He concludes the introduction, a few more pages down the road with this disclaimer: he is not into "intelligent design", but...

"...I confess to an ungrounded assumption of my own, in not finding it possible to regard the design alternative as a real option.  I lack the  sensus divinitatis that enables--indeed compels--so many people to see in the world the expression of divine purpose as naturally as they see in a smiling face the expression of human feeling.  So my speculations about an alternative to physics as a theory of everything do not invoke a transcendent being but tend toward complications to the immanent character of the natural order.  [What?]  That would also be a more unifying explanation than the design hypothesis.  I disagree with the defenders of intelligent design in their assumption, one which they share with their opponents, that the only naturalistic alternative is a reductionist theory based on physical laws of the type with which we are familiar.  Nevertheless, I believe the defenders of intelligent design deserve our gratitude for challenging a scientific world view that owes some of the passion displayed by its adherents precisely to the fact that it is thought to liberate us from religion." 

Say, Richard Dawkins, he means of course.

How delightful, all of this, except for the "complications to the immanent character of the natural order", which don't make any sense, at this point.

So much for now.  I shouldn't copy too much.  It is a new book and people should buy it.  I should also say that it is a short book and, as you see, not that hard to read and quite good, so I think people would find it enjoyable.

Regarding the "immanent character of the natural order", we can see on this picture (all rights reserved) , that Thamas Nagel sits with Juergen Habermas.  I did read a bood by Juergen Habermas from the Concordia library, not too long ago, and remember basically not understanding it.  There are not many books I feel I don't understand.  That one was one of them, the other one was the one about post-modernist thought on religion. Same kind of topic maybe.  It seems to me, or I am afraid, it will only be the most esoteric of us all, who will be able to me make sense out of the "immanent" and its "complications".

In the end I will be chucking Thomas Nagel, since I basically know all that he is saying already, and Readers Digest, also, and just go back to my hymnbook.

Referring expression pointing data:
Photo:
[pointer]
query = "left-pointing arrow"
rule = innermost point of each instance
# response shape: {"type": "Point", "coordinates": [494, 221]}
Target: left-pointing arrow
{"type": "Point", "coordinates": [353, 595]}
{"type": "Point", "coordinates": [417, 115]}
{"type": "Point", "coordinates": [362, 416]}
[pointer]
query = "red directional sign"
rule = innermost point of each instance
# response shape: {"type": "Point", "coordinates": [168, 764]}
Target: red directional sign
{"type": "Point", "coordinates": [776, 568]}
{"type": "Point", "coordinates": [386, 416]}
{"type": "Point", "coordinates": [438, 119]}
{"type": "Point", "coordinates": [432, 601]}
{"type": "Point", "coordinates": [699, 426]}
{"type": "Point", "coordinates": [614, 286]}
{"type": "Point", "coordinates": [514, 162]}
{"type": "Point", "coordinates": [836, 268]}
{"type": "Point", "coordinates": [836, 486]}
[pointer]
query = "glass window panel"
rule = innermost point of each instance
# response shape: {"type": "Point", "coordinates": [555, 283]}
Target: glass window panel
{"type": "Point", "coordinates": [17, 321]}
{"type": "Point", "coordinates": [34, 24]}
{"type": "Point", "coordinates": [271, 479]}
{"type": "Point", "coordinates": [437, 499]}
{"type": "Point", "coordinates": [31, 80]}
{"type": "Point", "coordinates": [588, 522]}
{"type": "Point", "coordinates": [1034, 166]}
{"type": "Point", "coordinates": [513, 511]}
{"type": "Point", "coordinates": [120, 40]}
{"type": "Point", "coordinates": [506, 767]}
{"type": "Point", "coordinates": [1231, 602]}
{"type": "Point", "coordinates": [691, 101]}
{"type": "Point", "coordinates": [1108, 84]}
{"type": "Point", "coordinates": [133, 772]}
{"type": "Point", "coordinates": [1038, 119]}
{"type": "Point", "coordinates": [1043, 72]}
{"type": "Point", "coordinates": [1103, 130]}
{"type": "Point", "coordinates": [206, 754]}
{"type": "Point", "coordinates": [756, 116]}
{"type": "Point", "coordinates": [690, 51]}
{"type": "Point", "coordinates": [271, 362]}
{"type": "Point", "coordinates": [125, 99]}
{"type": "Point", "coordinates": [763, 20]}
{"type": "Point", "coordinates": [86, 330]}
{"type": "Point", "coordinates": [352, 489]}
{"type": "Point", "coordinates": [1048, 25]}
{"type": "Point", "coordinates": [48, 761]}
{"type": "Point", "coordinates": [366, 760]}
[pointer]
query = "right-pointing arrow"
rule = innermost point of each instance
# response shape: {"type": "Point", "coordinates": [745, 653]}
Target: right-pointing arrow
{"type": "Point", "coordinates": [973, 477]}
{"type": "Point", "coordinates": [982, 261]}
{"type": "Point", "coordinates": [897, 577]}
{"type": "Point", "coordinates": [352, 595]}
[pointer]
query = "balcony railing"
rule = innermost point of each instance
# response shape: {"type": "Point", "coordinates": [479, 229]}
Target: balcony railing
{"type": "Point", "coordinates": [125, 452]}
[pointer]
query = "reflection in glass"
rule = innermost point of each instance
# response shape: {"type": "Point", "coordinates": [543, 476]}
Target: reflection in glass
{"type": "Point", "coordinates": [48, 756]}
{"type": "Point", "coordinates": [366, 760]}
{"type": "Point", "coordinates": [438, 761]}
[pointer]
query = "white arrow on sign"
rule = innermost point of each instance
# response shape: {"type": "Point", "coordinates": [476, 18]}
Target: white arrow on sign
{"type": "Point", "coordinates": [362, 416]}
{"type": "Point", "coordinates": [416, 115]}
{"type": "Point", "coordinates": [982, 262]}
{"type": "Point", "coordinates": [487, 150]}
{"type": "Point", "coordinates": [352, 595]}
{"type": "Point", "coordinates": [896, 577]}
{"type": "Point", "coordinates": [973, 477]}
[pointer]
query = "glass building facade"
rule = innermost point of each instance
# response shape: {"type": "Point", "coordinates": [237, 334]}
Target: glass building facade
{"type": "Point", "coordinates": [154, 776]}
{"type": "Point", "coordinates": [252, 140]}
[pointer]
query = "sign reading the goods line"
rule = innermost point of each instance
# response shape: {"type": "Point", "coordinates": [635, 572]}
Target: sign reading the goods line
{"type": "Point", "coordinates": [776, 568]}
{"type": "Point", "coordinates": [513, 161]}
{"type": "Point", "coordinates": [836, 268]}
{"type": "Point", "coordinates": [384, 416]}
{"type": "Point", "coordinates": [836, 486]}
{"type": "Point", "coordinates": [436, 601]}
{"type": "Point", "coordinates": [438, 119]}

Task to complete
In the Nagel post, swap "book" for "volume" throughout the stretch from "Say, Richard Dawkins, he" through "find it enjoyable.", and give that stretch back. The listing plays no part in any of this.

Completed task
Say, Richard Dawkins, he means of course.

How delightful, all of this, except for the "complications to the immanent character of the natural order", which don't make any sense, at this point.

So much for now.  I shouldn't copy too much.  It is a new volume and people should buy it.  I should also say that it is a short volume and, as you see, not that hard to read and quite good, so I think people would find it enjoyable.